Exercise task –
Rewrite the listing as a Markdown table with the columns Row and Line, starting at its first line and ending at the line containing "Give the mask of the chair". Skip blank lines, and leave the pictures out of the table.

** START Input for this task **

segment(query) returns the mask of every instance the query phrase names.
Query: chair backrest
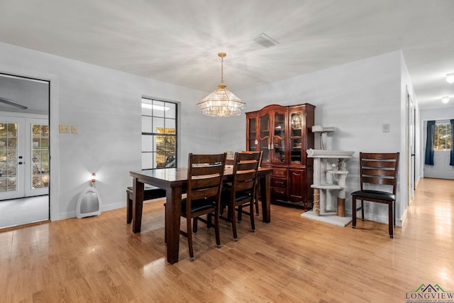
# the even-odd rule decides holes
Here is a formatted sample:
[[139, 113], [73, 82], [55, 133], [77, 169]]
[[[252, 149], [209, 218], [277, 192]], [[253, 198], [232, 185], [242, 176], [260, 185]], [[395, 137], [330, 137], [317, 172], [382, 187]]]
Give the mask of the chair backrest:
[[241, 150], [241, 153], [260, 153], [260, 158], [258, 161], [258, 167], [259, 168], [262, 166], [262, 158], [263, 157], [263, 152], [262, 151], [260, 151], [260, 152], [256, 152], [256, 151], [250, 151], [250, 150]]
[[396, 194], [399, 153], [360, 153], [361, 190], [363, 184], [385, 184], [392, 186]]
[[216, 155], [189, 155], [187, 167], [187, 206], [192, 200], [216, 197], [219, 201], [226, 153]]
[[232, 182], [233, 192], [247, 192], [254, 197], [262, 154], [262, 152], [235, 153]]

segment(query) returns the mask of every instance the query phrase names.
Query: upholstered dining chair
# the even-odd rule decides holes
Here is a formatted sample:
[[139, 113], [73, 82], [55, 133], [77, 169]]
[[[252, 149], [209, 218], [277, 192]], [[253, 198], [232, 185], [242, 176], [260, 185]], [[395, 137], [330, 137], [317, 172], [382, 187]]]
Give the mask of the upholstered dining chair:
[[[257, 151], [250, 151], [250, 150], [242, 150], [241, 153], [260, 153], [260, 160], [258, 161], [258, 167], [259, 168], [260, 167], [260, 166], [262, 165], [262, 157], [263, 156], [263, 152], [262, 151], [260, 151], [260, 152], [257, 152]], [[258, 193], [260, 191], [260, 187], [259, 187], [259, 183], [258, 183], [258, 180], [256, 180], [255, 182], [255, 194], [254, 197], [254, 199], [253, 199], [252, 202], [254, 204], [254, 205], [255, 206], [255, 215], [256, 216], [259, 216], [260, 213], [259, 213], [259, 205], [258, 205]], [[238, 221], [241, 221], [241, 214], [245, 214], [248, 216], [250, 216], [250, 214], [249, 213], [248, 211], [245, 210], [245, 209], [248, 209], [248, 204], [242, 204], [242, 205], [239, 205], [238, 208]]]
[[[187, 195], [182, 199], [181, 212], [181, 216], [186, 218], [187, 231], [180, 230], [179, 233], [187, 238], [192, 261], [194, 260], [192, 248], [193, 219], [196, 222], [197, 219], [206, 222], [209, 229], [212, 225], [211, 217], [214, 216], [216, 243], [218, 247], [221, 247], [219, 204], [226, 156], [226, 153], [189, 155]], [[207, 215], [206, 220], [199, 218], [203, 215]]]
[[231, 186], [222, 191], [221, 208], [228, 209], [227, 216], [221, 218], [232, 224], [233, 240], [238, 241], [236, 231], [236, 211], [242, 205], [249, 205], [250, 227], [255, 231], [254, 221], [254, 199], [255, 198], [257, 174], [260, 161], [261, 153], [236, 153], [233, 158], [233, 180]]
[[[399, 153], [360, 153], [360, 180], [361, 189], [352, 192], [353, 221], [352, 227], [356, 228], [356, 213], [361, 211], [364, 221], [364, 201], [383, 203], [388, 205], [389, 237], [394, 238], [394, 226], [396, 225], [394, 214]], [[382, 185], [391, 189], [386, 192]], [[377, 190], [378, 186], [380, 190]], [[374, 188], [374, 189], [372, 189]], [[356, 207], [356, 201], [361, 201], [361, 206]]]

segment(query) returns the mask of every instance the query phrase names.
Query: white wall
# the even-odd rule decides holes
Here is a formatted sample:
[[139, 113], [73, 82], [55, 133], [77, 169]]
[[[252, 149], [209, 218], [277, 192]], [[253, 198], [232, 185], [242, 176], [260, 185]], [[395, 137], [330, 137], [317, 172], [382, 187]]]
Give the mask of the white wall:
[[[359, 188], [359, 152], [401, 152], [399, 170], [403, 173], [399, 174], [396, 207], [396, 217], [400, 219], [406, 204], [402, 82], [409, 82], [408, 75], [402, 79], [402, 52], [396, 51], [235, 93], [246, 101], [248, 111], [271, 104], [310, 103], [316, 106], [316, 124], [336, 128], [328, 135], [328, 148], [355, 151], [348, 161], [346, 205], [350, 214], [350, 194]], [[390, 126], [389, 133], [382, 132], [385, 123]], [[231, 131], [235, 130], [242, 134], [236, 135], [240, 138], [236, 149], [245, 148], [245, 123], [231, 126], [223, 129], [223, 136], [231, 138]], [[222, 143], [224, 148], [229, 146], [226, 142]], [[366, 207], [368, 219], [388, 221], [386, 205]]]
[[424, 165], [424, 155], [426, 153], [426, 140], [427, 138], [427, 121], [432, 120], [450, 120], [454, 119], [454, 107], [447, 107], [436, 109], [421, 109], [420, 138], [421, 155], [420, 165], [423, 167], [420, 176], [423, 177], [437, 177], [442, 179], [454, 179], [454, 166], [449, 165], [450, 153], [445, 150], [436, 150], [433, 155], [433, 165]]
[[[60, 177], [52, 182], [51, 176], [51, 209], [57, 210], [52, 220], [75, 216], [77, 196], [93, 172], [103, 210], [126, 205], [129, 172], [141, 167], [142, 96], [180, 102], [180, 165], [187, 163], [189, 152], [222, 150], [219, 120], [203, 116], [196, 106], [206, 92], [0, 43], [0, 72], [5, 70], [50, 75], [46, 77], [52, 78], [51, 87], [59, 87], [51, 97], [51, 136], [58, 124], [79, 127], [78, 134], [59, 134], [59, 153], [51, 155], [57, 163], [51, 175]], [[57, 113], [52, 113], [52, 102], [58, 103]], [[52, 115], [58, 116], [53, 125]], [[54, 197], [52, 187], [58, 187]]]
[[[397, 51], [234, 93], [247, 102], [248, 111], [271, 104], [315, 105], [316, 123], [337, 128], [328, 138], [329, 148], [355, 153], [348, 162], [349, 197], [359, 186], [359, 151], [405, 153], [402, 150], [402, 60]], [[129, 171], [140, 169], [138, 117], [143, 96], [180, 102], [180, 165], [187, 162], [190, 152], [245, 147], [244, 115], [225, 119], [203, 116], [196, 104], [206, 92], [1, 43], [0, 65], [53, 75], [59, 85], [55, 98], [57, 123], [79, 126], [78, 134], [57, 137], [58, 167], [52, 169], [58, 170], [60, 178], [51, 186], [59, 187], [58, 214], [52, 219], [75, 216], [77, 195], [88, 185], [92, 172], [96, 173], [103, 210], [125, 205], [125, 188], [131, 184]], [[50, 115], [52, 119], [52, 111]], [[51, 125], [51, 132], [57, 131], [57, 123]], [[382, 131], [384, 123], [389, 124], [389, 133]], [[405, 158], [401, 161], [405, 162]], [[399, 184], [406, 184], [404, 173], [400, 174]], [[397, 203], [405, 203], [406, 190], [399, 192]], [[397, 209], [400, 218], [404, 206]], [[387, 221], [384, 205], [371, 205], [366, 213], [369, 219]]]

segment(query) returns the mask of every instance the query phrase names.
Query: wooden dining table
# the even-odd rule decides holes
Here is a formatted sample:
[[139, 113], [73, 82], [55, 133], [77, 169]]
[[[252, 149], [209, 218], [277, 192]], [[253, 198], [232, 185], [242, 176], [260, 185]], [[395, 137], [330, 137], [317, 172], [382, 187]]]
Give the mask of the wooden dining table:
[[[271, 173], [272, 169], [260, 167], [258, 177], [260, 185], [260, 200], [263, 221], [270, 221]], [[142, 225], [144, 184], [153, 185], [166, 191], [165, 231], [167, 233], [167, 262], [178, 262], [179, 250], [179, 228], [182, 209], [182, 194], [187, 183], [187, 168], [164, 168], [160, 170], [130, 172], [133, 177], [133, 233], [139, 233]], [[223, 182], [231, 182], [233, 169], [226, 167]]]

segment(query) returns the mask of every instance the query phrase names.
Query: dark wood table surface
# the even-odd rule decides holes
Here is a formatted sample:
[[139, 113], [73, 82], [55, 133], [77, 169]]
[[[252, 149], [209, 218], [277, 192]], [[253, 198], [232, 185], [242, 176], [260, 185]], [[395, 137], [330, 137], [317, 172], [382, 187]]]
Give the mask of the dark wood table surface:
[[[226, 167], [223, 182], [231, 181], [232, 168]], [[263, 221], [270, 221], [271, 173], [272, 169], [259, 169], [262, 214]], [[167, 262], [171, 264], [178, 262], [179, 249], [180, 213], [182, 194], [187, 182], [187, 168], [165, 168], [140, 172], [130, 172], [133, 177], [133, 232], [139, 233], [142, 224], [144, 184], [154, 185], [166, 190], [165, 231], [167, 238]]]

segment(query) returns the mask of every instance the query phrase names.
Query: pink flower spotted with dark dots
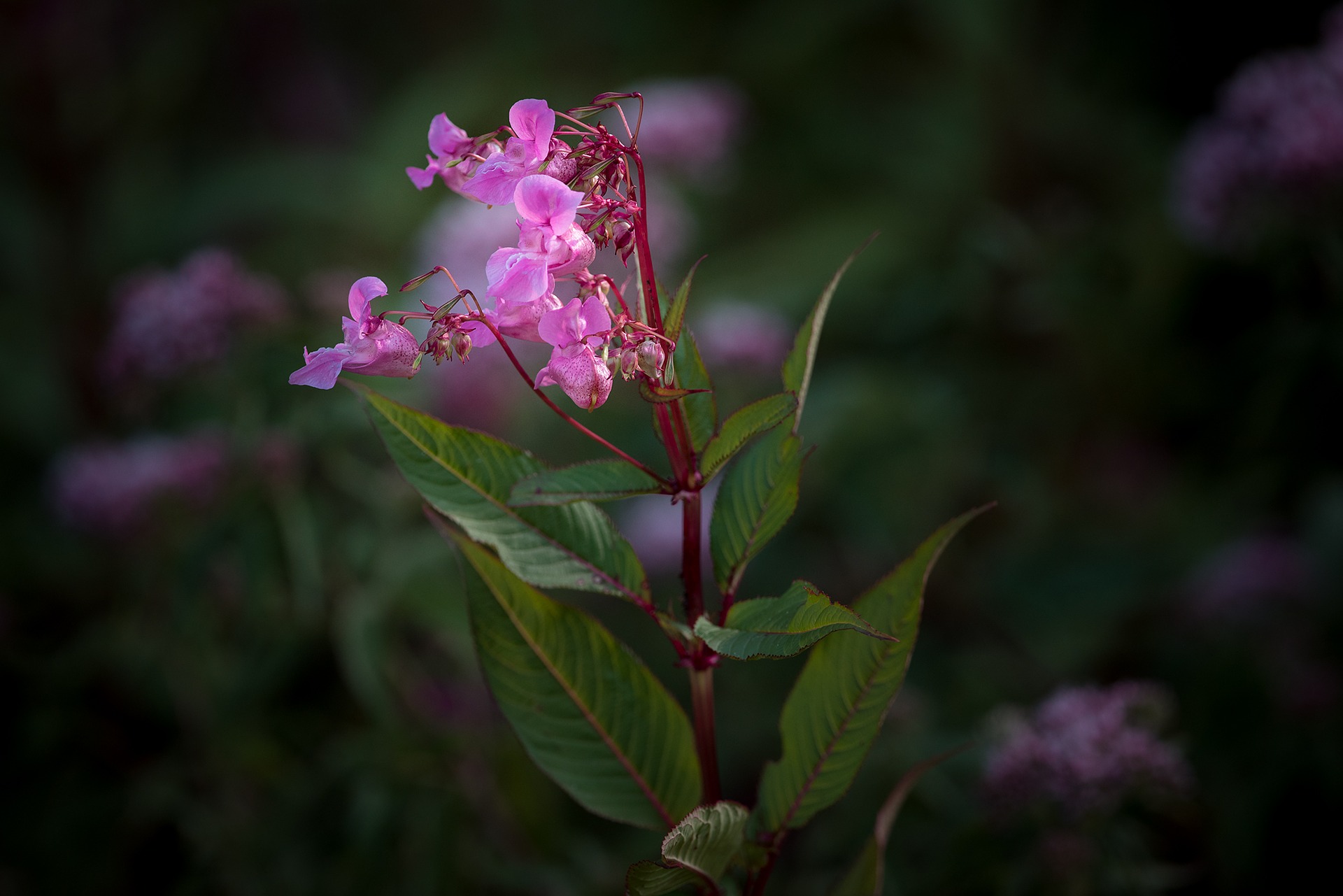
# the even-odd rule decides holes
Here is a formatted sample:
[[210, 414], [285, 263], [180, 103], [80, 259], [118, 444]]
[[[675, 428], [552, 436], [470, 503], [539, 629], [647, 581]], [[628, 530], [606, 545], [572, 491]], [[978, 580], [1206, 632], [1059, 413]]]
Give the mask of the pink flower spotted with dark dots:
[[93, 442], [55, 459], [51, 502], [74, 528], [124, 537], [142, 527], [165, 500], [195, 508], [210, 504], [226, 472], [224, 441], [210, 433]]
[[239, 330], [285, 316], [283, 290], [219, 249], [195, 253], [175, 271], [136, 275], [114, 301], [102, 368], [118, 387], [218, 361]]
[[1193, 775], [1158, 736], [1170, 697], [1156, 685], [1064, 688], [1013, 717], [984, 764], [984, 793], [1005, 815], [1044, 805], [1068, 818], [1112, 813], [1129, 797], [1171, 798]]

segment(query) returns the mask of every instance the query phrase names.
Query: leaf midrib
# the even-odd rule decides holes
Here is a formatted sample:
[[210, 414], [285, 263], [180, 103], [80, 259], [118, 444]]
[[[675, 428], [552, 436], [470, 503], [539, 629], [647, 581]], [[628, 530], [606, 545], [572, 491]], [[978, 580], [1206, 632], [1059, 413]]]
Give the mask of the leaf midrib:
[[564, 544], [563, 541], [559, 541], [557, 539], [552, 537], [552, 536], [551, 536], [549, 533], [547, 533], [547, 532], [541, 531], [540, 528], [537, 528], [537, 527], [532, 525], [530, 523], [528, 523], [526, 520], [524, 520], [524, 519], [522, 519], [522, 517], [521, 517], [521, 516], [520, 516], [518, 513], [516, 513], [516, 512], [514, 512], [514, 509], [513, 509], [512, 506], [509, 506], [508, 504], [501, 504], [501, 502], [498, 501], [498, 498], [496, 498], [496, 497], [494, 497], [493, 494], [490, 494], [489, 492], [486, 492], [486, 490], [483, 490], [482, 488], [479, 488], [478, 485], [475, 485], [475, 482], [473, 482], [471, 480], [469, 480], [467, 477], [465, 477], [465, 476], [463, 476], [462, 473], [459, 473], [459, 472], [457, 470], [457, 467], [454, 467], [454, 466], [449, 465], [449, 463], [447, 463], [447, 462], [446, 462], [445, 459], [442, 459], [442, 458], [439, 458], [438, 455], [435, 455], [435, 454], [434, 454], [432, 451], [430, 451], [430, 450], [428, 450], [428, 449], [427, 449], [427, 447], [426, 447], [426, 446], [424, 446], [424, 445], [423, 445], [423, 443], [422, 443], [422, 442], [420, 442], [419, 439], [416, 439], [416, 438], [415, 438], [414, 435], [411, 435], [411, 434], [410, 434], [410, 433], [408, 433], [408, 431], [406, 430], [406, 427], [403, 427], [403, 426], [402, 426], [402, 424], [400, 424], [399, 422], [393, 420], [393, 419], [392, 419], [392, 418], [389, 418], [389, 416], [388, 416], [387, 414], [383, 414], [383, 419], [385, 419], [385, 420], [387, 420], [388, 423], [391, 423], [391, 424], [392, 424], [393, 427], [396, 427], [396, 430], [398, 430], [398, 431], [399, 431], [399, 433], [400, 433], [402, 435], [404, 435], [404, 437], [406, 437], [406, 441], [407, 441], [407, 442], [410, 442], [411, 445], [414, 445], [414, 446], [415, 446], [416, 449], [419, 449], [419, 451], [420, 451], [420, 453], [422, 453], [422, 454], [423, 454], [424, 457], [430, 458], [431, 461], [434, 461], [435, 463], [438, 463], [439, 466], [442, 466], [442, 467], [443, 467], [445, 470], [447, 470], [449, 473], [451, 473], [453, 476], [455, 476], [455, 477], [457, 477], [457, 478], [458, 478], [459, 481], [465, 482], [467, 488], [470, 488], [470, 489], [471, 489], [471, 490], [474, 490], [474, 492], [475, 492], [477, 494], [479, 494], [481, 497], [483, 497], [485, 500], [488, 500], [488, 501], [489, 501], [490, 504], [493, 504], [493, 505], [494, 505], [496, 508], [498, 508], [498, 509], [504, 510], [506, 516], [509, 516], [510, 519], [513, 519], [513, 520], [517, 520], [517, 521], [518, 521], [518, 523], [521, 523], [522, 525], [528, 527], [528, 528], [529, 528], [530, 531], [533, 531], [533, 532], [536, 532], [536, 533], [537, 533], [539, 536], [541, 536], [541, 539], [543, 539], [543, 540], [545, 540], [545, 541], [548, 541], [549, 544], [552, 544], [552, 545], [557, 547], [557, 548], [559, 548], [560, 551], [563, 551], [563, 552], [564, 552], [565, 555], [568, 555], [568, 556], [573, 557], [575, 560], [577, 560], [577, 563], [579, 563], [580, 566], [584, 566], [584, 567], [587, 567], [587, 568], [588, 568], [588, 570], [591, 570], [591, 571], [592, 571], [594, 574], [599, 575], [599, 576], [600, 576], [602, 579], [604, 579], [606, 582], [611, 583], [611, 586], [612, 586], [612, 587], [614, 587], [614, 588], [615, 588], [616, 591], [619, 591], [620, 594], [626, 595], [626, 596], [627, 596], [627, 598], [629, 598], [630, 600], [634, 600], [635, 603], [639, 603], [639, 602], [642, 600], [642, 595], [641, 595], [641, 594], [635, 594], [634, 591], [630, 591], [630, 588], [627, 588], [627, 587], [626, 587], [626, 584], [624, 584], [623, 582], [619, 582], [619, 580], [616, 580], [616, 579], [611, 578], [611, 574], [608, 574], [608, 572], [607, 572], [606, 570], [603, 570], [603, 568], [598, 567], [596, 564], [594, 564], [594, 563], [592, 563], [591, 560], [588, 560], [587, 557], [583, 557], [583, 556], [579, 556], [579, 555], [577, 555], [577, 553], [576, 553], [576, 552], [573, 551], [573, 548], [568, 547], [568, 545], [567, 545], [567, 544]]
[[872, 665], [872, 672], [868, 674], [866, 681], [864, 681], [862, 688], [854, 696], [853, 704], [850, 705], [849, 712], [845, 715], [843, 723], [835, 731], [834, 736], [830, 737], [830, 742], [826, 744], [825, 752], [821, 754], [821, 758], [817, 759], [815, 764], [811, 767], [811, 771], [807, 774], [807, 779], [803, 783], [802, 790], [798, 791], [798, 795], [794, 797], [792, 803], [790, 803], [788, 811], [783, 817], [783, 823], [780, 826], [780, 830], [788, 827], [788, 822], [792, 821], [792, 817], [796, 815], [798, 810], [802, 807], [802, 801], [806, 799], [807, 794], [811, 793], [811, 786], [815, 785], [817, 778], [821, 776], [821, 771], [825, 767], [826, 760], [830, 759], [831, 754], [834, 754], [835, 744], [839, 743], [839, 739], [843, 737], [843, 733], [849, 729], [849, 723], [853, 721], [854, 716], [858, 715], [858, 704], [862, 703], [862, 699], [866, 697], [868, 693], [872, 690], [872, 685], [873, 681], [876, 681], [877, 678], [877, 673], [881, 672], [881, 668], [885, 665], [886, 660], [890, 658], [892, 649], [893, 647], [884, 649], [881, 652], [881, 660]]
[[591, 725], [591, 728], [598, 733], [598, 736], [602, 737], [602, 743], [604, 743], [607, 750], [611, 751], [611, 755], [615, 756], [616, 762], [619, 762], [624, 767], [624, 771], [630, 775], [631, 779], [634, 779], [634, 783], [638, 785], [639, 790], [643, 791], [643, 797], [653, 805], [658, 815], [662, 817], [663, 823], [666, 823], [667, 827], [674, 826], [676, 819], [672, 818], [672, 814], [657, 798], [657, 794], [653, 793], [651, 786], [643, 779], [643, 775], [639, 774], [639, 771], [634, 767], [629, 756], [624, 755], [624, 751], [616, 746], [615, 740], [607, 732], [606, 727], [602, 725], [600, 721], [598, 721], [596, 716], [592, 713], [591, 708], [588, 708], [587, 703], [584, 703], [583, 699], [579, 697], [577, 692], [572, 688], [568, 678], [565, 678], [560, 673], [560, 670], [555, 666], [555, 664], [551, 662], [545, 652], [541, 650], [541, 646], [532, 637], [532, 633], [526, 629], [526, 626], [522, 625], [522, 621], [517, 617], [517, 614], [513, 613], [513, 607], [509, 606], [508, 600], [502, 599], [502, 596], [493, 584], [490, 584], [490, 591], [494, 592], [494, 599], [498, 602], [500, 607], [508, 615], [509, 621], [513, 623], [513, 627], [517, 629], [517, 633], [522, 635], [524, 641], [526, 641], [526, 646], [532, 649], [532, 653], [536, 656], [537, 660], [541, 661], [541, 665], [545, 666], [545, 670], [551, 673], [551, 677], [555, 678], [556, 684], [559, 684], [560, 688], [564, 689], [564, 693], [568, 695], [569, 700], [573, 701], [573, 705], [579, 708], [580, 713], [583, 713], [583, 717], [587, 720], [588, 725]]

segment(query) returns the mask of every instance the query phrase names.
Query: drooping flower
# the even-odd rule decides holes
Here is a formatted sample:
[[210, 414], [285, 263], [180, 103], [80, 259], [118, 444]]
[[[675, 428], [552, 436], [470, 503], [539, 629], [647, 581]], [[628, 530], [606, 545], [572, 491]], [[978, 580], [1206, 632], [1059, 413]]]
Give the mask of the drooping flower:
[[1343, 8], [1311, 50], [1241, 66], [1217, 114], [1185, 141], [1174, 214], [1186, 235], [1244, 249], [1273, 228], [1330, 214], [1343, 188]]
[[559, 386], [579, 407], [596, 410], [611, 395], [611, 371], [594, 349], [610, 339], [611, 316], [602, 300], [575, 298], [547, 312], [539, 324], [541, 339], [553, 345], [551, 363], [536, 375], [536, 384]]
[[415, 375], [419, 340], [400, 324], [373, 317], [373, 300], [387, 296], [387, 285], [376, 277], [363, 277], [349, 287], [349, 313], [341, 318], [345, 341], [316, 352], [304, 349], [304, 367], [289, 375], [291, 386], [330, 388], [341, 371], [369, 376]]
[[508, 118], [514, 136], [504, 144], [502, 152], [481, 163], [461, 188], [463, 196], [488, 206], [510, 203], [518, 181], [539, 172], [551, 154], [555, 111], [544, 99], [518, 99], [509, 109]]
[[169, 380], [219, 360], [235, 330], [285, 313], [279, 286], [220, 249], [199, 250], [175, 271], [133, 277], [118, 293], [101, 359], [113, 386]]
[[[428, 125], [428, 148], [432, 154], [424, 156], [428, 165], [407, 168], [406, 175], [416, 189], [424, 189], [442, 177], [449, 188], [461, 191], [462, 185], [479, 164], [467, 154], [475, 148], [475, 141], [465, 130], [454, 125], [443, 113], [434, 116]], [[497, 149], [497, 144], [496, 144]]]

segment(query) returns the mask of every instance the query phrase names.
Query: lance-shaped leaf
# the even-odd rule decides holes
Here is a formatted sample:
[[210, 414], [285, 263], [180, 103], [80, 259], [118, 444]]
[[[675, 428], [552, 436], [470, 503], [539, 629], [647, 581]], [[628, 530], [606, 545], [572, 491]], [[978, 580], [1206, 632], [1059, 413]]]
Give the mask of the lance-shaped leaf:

** END Input for this task **

The answer –
| Row | Line |
|---|---|
| 1 | segment(query) returns the mask of every instance the query phrase names. |
| 2 | Query: chair backrest |
| 3 | # the even-odd rule decides holes |
| 4 | Here is a formatted sample: |
| 5 | [[139, 113], [73, 82], [55, 133], [77, 169]] |
| 6 | [[[252, 149], [209, 218], [277, 192]], [[253, 198], [232, 185], [242, 176], [260, 185]], [[395, 137], [330, 137], [317, 172], [382, 187]]] |
| 7 | Give the mask of the chair backrest: |